Region segmentation data
________________________

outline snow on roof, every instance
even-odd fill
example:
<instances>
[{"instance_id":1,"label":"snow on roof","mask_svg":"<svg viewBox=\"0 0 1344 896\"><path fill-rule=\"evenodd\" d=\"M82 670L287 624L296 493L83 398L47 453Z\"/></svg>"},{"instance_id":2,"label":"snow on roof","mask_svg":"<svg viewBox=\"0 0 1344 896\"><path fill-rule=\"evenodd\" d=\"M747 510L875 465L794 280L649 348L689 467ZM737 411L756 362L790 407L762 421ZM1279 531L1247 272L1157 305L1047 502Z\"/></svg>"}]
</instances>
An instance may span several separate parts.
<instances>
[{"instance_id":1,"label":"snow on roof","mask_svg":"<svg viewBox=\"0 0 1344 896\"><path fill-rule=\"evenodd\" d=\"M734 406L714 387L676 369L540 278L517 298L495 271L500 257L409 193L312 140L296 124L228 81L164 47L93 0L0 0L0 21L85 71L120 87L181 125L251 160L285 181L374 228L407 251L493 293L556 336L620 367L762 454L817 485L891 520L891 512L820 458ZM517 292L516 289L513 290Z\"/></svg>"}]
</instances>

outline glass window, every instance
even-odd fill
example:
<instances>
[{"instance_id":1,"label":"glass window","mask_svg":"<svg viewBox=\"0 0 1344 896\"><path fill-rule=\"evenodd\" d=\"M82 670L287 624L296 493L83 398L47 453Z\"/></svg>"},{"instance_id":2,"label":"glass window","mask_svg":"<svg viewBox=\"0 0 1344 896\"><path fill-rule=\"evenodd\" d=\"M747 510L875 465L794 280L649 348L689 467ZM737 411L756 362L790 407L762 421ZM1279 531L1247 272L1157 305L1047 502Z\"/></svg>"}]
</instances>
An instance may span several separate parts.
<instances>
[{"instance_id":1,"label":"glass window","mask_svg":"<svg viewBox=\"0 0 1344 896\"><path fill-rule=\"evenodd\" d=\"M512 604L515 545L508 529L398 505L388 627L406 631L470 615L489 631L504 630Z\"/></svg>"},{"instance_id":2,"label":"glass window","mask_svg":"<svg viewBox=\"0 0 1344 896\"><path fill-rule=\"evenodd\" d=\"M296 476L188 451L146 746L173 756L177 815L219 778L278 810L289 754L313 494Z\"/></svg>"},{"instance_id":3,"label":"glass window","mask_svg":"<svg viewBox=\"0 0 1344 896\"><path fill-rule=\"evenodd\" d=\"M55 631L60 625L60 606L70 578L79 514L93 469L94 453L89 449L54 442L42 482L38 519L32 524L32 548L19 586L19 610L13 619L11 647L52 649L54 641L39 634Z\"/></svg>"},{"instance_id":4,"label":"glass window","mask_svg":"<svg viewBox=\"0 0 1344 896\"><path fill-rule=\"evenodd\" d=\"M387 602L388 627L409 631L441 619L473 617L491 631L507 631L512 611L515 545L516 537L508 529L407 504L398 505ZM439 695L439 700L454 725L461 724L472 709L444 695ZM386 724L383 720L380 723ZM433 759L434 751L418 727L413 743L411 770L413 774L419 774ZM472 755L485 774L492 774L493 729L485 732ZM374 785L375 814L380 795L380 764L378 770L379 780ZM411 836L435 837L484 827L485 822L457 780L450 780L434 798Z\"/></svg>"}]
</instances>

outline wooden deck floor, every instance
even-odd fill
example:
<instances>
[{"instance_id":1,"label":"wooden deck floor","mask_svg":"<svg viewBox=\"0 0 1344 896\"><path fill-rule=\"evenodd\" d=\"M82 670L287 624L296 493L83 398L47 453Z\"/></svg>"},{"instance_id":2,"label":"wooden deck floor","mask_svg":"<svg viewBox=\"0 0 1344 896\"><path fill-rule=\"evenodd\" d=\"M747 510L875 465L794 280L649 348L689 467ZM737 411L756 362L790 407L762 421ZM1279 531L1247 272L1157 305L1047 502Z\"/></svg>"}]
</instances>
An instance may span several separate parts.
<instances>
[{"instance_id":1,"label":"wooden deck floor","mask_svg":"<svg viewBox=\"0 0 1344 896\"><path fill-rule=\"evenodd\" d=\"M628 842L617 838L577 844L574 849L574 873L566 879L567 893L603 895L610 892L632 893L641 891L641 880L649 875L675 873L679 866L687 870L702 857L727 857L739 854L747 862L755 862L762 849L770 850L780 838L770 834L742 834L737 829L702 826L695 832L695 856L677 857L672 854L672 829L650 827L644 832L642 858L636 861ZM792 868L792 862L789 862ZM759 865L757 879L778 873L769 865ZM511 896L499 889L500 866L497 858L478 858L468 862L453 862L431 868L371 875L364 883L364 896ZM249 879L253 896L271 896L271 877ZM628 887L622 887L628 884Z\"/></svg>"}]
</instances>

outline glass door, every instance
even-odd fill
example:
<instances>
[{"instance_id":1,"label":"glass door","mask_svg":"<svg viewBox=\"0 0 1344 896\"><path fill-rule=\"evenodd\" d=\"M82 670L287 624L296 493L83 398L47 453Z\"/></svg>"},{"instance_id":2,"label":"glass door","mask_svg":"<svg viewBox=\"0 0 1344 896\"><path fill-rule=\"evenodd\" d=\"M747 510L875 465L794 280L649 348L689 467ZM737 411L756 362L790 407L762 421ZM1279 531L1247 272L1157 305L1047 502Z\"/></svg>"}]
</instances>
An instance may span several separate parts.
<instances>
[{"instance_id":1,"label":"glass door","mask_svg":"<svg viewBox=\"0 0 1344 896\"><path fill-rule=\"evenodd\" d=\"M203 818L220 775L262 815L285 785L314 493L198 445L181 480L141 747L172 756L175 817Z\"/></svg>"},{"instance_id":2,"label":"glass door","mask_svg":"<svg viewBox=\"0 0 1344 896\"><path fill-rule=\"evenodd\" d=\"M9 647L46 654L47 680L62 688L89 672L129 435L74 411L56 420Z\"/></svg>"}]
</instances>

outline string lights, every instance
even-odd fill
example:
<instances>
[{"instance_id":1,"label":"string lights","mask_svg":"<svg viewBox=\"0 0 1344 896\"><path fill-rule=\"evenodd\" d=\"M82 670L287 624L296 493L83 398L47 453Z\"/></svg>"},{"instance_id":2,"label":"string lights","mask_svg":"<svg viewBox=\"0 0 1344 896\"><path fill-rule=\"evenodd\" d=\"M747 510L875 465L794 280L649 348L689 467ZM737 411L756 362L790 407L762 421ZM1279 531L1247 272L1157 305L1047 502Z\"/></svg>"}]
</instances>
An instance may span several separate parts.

________________________

EXERCISE OBJECTIVE:
List each line of the material above that contains the word "outline", copying those lines word for word.

REPLY:
outline snow on roof, every instance
outline glass window, every instance
outline wooden deck floor, every instance
outline glass door, every instance
outline string lights, every instance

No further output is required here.